# TASK STATEMENT:
Please change every "thickest part" in the lines below to "widest part", keeping everything else the same.

***** DATA PROVIDED *****

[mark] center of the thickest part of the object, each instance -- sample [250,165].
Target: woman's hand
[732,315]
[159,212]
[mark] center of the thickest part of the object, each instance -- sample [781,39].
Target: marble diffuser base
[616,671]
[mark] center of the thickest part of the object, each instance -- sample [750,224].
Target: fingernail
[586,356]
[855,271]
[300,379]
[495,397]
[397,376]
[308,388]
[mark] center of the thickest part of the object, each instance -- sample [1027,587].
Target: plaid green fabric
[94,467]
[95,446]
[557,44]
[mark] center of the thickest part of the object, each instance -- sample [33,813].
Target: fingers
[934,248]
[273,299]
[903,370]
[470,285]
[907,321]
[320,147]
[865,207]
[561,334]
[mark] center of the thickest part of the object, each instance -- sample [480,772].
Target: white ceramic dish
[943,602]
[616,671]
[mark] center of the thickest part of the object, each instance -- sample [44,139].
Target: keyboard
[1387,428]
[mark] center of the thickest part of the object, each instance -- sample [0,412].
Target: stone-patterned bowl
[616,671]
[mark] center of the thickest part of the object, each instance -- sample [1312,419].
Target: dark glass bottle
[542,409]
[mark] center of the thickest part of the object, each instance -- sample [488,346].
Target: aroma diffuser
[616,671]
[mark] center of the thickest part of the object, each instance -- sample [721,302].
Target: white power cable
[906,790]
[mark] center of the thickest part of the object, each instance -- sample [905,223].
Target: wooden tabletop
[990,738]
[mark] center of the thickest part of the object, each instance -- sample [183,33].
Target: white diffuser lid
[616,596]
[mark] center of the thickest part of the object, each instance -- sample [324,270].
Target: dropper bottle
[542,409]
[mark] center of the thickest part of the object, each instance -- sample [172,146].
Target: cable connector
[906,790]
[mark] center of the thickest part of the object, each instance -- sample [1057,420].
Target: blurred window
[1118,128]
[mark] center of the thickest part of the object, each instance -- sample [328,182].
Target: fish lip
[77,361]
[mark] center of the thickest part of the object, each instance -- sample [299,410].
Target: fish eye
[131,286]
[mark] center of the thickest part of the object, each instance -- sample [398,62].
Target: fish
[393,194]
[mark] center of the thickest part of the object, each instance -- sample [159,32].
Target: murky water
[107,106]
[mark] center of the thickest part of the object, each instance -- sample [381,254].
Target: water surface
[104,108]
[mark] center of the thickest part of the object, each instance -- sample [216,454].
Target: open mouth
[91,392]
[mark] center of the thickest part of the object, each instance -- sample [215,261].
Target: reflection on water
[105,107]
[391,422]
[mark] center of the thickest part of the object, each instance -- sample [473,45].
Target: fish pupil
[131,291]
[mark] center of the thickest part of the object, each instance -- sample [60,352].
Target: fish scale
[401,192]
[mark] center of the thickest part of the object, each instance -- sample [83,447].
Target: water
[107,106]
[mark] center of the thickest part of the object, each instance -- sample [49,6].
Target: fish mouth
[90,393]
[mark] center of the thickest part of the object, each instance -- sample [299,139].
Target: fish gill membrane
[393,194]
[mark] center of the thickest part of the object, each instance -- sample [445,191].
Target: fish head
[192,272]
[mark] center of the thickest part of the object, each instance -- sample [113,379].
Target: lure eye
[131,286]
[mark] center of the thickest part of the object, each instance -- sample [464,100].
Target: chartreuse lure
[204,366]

*****

# TASK RESULT:
[mark] center of the widest part of the object, each instance -- sample [250,165].
Target: woman's hand
[732,315]
[159,212]
[mark] center of the widest part of the object, each instance -- sample [781,39].
Target: marble diffuser base
[616,671]
[mark] center of the widest part of the object, each instance -- sample [750,224].
Target: fingernail
[586,356]
[855,271]
[300,379]
[495,397]
[397,376]
[308,388]
[mark] center of the widest part of the object, each instance -- sample [1027,587].
Target: plaid green fabric
[94,467]
[95,446]
[557,44]
[mark] center of the widest part of the object, each instance -- sample [33,813].
Target: fingers
[934,248]
[273,299]
[903,370]
[470,285]
[907,321]
[320,147]
[865,207]
[561,334]
[mark] center of the widest part of the object, each instance -- sample [480,772].
Target: white ceramic dish
[943,602]
[616,671]
[mark] center of the widest part of the object, each instance -- sample [44,139].
Target: keyboard
[1387,428]
[mark] center of the widest part of the object, each instance -- sample [0,412].
Target: stone-patterned bowl
[616,671]
[mark] center of the widest part of the object, each instance -- sample [1312,419].
Target: dark glass bottle
[542,409]
[mark] center of the widest part of the object, each instance -- sample [488,346].
Target: aroma diffuser
[616,671]
[mark] center of the widest part of the object, each instance -- sample [721,302].
Target: white power cable
[906,790]
[mark] center of the widest part of the object, each instance -- sample [905,223].
Target: wooden tabletop
[990,738]
[mark] center of the widest part of the object, each instance -- sample [183,33].
Target: white diffuser lid
[616,596]
[mark] center of the widest part of the object, each instance -- sample [324,270].
Target: dropper bottle
[542,409]
[mark] center of the widest part of the object, each instance -- sample [172,146].
Target: cable connector
[906,790]
[mark] center of the widest part of the object, each instance -- sample [1057,420].
Target: blurred window
[1118,128]
[mark] center of the widest part of the object, each instance -- sample [328,182].
Target: fish lip
[77,361]
[mark] center of the widest part of the object, each instance -- sample [299,410].
Target: fish eye
[131,286]
[mark] center of the widest part of the object, each instance -- sample [398,62].
Target: fish
[393,194]
[mark] center of the widest part of the object, each instance -- sample [159,32].
Target: murky water
[107,106]
[mark] center of the widest part of the object, each instance -- sample [381,254].
Target: water surface
[104,108]
[mark] center of the widest part of the object, each instance -- sample [216,454].
Target: open mouth
[91,392]
[mark] center of the widest part of the object, each instance -- sample [215,261].
Target: reflection on water
[105,107]
[391,422]
[mark] center of the widest part of the object, each instance -- sample [473,45].
Target: fish pupil
[131,291]
[mark] center of the widest part of the object, each instance -- sample [60,352].
Target: fish scale
[401,192]
[mark] center of the widest part of the object, each instance -- sample [83,447].
Target: water
[107,106]
[mark] center of the widest part of the object, each instance -- sample [49,6].
Target: fish mouth
[90,393]
[mark] center of the widest part of the object, each instance -- sample [299,139].
Target: fish gill membrane
[393,194]
[mark] center of the widest part of the object, each instance -- sample [445,191].
Target: fish head
[192,272]
[mark] center of the widest part of the object, each instance -- sample [113,379].
Target: lure eye
[131,286]
[mark] center of the widest part of the object, each instance -- sample [464,100].
Target: chartreuse lure
[204,366]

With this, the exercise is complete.